Things to do:
- a) In the blog post below, shorten the paragraph beginning "Today I considered painting my toenails blue" while keeping its main facts.
- b) Extend the blog post about the writing group's nonsensical-sentence prompts, picking up after its final sentence.

Text excerpt:

The Catalyst

A Writing Teacher Writes (plus some writing prompts and recipes)

Ready for a Change April 12, 2018

The prompts this time were “nonsensical sentences.” Everyone in the group generates them, we read them around, and then write in response. The result is often some bizarre, playful, surprising prose. (My piece turned out to be a silly character.) 

Here are a few examples:

 “Don’t think about the mouse in the house, said the wheat cracker. “Just look around and step on the little white lines.”

 The chocolate pudding was in love with the dog’s leash, and all the baby yellow-jackets sang a good morning hymn.

 The ballerina decided a barber shave would be a better choice for the hot toddy on rye.

 What I wrote is below.

_____________________________________________________

Today I considered painting my toenails blue and adopting a Chihuahua. It’s sandal weather after all, and so many dogs need a good home. Of course, I’d have to quit my job at the ice cream shop and stay home to care for little Lulu, but Craigslist is full of “work from home” job listings. I could sell my homemade kombucha door to door if I needed to, with my canine companion right by my side.

Or how about selling those new extreme pressure cookers? I saw an infomercial for one that has about 20 push button options and cooks everything from pot roast to lasagna. Chicken poured right out of the removable, non-stick, dishwasher safe insert, and right onto a platter of rice with a gravy so beautiful and glossy, it was hard to believe the whole process only took fifteen minutes. It was just a matter of adding the ingredients and locking the lid nice and tight. I am seriously excited about this product. I think I could sell it, I really do.

Dataset extract:
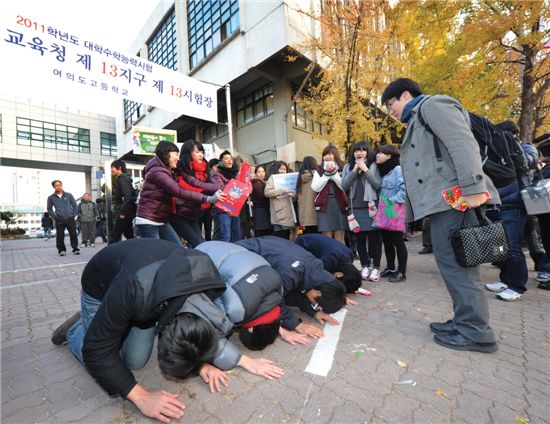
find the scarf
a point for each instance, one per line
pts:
(406, 115)
(199, 168)
(386, 167)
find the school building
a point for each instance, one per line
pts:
(245, 44)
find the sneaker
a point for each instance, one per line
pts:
(509, 295)
(496, 287)
(397, 278)
(387, 272)
(59, 336)
(374, 275)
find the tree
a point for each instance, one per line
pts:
(354, 44)
(487, 53)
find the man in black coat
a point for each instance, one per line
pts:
(130, 287)
(125, 205)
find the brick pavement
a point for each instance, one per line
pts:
(44, 383)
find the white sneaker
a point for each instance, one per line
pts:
(496, 287)
(374, 275)
(509, 295)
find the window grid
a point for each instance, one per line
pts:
(31, 132)
(162, 48)
(255, 105)
(210, 23)
(132, 112)
(108, 144)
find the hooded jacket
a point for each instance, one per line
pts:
(159, 186)
(331, 252)
(253, 288)
(140, 282)
(300, 272)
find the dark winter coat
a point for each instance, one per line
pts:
(140, 282)
(253, 287)
(159, 186)
(300, 272)
(331, 252)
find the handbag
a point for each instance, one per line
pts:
(390, 215)
(483, 243)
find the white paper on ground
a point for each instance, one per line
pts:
(323, 354)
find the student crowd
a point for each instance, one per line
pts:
(225, 280)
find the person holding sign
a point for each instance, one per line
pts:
(331, 203)
(280, 203)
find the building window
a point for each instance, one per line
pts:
(162, 48)
(132, 112)
(255, 105)
(108, 144)
(31, 132)
(210, 23)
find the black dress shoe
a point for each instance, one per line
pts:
(455, 340)
(442, 327)
(387, 273)
(59, 336)
(397, 278)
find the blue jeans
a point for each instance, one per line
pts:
(513, 272)
(229, 227)
(164, 232)
(136, 348)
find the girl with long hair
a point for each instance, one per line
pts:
(306, 196)
(189, 216)
(331, 202)
(361, 180)
(392, 188)
(260, 205)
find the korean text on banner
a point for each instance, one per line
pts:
(285, 181)
(44, 56)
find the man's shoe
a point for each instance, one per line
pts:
(59, 336)
(455, 340)
(442, 327)
(374, 275)
(509, 295)
(388, 272)
(397, 278)
(496, 287)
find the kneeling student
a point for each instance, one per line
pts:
(136, 289)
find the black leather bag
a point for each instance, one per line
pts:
(483, 243)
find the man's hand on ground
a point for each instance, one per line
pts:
(159, 405)
(214, 377)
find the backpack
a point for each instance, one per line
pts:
(496, 158)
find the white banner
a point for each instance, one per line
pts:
(45, 56)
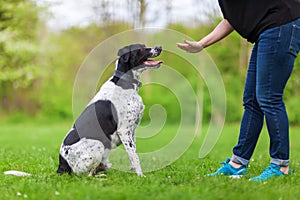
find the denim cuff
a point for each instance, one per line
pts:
(239, 160)
(279, 162)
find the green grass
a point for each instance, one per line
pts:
(33, 148)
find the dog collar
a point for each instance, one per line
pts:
(125, 77)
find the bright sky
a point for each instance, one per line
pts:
(66, 13)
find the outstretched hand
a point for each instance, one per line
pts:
(189, 46)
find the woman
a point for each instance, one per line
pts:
(274, 27)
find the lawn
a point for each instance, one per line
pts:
(33, 148)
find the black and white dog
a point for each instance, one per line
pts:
(110, 119)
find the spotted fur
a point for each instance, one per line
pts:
(110, 119)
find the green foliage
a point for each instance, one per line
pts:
(18, 50)
(38, 68)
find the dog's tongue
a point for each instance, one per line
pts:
(153, 62)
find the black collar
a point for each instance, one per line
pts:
(127, 78)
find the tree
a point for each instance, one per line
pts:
(18, 49)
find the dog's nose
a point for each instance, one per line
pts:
(158, 48)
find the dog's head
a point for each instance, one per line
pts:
(137, 56)
(133, 60)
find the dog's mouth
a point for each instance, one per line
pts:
(153, 63)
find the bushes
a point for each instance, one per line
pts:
(61, 54)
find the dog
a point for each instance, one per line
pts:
(111, 117)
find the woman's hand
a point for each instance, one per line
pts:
(189, 46)
(222, 30)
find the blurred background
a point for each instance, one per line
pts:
(44, 42)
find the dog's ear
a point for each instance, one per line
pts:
(125, 53)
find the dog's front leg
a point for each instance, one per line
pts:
(130, 147)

Results for each task:
- a) Today I thought about painting my toenails blue and adopting a Chihuahua, since it's sandal weather and many dogs need homes. Caring for little Lulu would mean quitting my ice cream shop job, but Craigslist lists plenty of "work from home" jobs. I could even sell my homemade kombucha door to door with the dog beside me.

- b)
All of this angst might have something to do with turning 26: I could be having my quarter life crisis. I found a grey hair the other day, and am seriously considering just going platinum blonde to avoid seeing more of it. But silver hair and blue toes? Is that too matchy matchy? Well, I want to give it a try. I’m too young to be old.

Maybe Martin planted this seed. He’s a very cute trans male who is traveling the country in a green Nissan Cube with his skinny Irish Wolfhound, Ace. Martin is connecting with other transmen from Ohio to Washington State and chronicling the whole adventure on Instagram. I met Martin here in Portland two weeks ago. We were smiling at each other across the back patio at the Rainbow Cattle Ranch Cocktail Bar. He eventually came over and introduced himself. He’s about my height, but muscular, with big, bushy eyebrows. When I first saw him I thought, He’s so pretty for a CIS male. What a wonderfully surprising world we live in, huh?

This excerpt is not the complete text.